■ **Aim of the task**: Quote all entries in full, exactly.

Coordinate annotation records

⁂

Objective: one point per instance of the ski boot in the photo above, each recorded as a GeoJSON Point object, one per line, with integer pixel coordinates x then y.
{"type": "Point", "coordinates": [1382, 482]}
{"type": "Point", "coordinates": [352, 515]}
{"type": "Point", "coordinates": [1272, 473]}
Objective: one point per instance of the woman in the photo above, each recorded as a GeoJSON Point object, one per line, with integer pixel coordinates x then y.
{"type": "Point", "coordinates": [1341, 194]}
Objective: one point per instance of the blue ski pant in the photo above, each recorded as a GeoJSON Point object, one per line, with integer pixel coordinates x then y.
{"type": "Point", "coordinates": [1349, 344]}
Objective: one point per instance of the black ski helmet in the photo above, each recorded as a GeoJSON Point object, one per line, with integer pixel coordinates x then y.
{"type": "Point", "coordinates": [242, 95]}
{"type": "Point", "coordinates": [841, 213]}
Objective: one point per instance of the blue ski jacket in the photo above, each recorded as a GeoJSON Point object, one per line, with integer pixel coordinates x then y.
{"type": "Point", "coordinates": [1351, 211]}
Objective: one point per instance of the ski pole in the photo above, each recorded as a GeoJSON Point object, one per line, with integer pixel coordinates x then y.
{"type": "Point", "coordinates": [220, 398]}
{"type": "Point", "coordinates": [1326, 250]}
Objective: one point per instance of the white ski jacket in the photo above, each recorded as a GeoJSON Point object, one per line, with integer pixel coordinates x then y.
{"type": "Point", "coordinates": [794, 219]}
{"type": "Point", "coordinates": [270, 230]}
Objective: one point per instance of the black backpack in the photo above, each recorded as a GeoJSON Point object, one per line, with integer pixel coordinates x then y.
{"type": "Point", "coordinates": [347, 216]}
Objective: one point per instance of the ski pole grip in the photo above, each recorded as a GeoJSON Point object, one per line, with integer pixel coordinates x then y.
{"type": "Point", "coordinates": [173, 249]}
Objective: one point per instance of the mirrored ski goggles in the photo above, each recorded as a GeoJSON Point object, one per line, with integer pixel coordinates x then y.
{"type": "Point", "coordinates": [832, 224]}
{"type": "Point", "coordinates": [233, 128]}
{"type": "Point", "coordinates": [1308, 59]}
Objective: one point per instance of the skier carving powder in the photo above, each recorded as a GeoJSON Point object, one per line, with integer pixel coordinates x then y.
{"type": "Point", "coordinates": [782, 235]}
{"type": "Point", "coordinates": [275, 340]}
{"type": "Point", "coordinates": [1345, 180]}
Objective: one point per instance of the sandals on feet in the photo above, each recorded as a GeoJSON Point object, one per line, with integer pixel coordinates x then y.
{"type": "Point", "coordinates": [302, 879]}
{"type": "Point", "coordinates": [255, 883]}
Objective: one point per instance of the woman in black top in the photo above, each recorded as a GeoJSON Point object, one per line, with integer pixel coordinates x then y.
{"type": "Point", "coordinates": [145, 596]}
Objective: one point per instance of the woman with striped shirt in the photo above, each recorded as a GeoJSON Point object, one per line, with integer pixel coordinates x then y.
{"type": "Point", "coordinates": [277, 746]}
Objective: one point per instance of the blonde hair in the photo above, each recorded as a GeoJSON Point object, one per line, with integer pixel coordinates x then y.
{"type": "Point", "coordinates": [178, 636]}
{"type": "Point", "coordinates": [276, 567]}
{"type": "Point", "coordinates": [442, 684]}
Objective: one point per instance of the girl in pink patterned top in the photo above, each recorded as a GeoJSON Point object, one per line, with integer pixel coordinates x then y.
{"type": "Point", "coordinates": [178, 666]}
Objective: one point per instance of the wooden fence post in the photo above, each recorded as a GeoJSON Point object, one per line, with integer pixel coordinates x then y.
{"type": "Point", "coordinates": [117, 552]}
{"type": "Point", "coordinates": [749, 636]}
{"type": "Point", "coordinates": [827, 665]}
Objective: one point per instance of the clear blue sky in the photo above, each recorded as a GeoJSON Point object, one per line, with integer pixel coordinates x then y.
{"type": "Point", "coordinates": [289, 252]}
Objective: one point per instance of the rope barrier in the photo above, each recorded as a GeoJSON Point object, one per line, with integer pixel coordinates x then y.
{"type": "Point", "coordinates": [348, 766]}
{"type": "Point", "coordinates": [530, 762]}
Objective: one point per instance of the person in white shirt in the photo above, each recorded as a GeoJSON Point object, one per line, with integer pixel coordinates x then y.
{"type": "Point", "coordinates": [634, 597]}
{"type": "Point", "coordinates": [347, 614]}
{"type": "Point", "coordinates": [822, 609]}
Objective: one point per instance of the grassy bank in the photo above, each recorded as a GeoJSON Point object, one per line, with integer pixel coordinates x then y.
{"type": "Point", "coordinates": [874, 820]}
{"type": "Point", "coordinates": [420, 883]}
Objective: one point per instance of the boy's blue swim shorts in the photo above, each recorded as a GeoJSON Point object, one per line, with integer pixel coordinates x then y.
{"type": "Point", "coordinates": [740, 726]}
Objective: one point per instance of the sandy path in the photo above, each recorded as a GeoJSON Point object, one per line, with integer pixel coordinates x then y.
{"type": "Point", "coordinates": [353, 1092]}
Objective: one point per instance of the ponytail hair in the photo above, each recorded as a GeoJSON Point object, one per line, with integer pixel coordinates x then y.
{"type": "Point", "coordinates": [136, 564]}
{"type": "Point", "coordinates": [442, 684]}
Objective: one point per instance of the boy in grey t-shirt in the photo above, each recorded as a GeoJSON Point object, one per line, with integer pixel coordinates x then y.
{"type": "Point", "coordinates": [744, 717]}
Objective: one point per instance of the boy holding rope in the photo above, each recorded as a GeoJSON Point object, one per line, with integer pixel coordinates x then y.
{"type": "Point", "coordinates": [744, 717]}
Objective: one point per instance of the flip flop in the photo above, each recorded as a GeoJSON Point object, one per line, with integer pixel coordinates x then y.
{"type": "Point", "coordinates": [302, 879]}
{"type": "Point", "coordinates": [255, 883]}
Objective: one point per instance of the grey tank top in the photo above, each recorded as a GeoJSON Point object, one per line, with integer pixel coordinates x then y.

⁂

■ **Result of this exercise**:
Objective: one point per instance of the ski boot in the photo above, each recorded as a GeoJSON Point object, one per line, with integer pixel coordinates x then y.
{"type": "Point", "coordinates": [1382, 482]}
{"type": "Point", "coordinates": [352, 515]}
{"type": "Point", "coordinates": [1272, 473]}
Objective: one point per instance of the woman in the photo above, each recorded as a GeoJSON Point object, one per line, with integer pixel coordinates x then y.
{"type": "Point", "coordinates": [1341, 194]}
Objective: one point per instance of the blue ski pant in the photo above, each recorded as a GeoJSON Point object, one per line, with integer pixel coordinates x then y.
{"type": "Point", "coordinates": [1349, 344]}
Objective: one point per instance of the black ski helmet in the photo above, each recorded as a GeoJSON Point object, one per line, with integer pixel coordinates x then y.
{"type": "Point", "coordinates": [242, 95]}
{"type": "Point", "coordinates": [841, 213]}
Objective: one point per instance of the blue ski jacket in the photo above, each recorded as a GeoJSON Point object, one per line, with integer pixel coordinates x then y.
{"type": "Point", "coordinates": [1351, 211]}
Objective: one point per instance of the ski pole in the photo above, each recorded as a GeoJSON Point object, one per line, with integer pixel coordinates x then y.
{"type": "Point", "coordinates": [220, 398]}
{"type": "Point", "coordinates": [1326, 250]}
Objective: one point per instance of the white ski jacket in the photo above, each recorded as a GeoJSON Point object, one per line, with integer pixel coordinates x then y.
{"type": "Point", "coordinates": [794, 219]}
{"type": "Point", "coordinates": [270, 230]}
Objective: one point per instance of the black backpack in the photo above, each recorded as a GeoJSON Point object, one per line, with integer pixel coordinates x then y.
{"type": "Point", "coordinates": [347, 216]}
Objective: one point per instance of the ski pole grip in the photo above, each recorded as a GeoJSON Point object, one per line, with integer pixel coordinates x then y.
{"type": "Point", "coordinates": [173, 249]}
Objective: one point per instance of the mirrored ski goggles in the photo above, each recorded as a GeoJSON Point object, one per line, with integer pixel coordinates x then y.
{"type": "Point", "coordinates": [832, 224]}
{"type": "Point", "coordinates": [233, 128]}
{"type": "Point", "coordinates": [1308, 59]}
Objective: one point per instance of the skier carving powder in the photo above, each recorded as a GeoJSON Point object, one per line, with integer pixel coordinates x then y.
{"type": "Point", "coordinates": [782, 235]}
{"type": "Point", "coordinates": [275, 340]}
{"type": "Point", "coordinates": [1345, 180]}
Objective: one point per instance of the sandals on feet in the photo above, each recorded as a GeoJSON Point object, one per line, with integer pixel coordinates x then y.
{"type": "Point", "coordinates": [302, 879]}
{"type": "Point", "coordinates": [255, 883]}
Objective: one point per instance of the woman in black top in the photo above, each recorded as a GeoJSON Point object, one per line, with integer pixel coordinates x then y.
{"type": "Point", "coordinates": [145, 596]}
Objective: one point per instance of the woman with striped shirt in the photo above, each recorded as a GeoJSON Point object, one per line, with integer pixel coordinates x then y.
{"type": "Point", "coordinates": [277, 746]}
Objective: one point per instance of the blonde hair in the photo above, each recorded as a GeoJSON Point object, one per line, with integer pixel coordinates x then y.
{"type": "Point", "coordinates": [178, 636]}
{"type": "Point", "coordinates": [276, 567]}
{"type": "Point", "coordinates": [442, 684]}
Objective: one point per instance of the girl in pink patterned top in the photo above, each recorded as a GeoJSON Point object, one per line, with integer pixel coordinates x then y.
{"type": "Point", "coordinates": [178, 666]}
Objective: one point per instance of the wooden fence post in the photo above, each recorded as a GeoJSON Point object, one per line, with integer pixel coordinates x then y.
{"type": "Point", "coordinates": [117, 552]}
{"type": "Point", "coordinates": [749, 636]}
{"type": "Point", "coordinates": [827, 665]}
Objective: one point per instance of the clear blue sky in the photo above, each recorded as a GeoJSON Point object, one per line, with integer pixel coordinates x then y.
{"type": "Point", "coordinates": [289, 252]}
Objective: one point per instance of the rope barrier in the photo above, each recorded as a GeoJSON Point object, one per line, with integer pixel coordinates x then y.
{"type": "Point", "coordinates": [348, 766]}
{"type": "Point", "coordinates": [530, 762]}
Objective: one point per instance of the person in white shirt in the photo above, each recorded as a GeoJSON Point object, one per line, with integer pixel coordinates x then y.
{"type": "Point", "coordinates": [634, 597]}
{"type": "Point", "coordinates": [347, 614]}
{"type": "Point", "coordinates": [822, 609]}
Objective: one point per instance of the grassy bank in the photo above, each recorded as a GeoJSON Point object, one per line, with integer pixel coordinates x then y.
{"type": "Point", "coordinates": [874, 820]}
{"type": "Point", "coordinates": [420, 883]}
Objective: one point per instance of the boy's blue swim shorts in the photo above, each recorded as a GeoJSON Point object, one per line, with integer pixel coordinates x then y.
{"type": "Point", "coordinates": [740, 726]}
Objective: one point per instance of the sandy path in the photo above, each recorded as a GeoJSON Point object, one per line, with integer pixel coordinates x then y.
{"type": "Point", "coordinates": [353, 1092]}
Objective: one point per instance of the ponytail hair in the photo above, each recorded as a GeoJSON Point object, one per line, with integer pixel coordinates x then y.
{"type": "Point", "coordinates": [136, 564]}
{"type": "Point", "coordinates": [442, 684]}
Objective: one point per instance of the boy in grey t-shirt in the photo above, each recorded as a GeoJSON Point object, one per line, with integer pixel coordinates x then y.
{"type": "Point", "coordinates": [744, 717]}
Objective: one point per instance of the boy holding rope in the photo above, each recorded as a GeoJSON Point object, one per line, with integer pixel coordinates x then y.
{"type": "Point", "coordinates": [744, 717]}
Objective: one point per instance of the flip flop in the photo above, each recorded as a GeoJSON Point object, one per line, with integer pixel coordinates x then y.
{"type": "Point", "coordinates": [302, 879]}
{"type": "Point", "coordinates": [255, 883]}
Objective: one point per instance of the grey tank top in the photo above, each recorded as a GeoJSON Point object, one per line, with integer pixel coordinates x then y.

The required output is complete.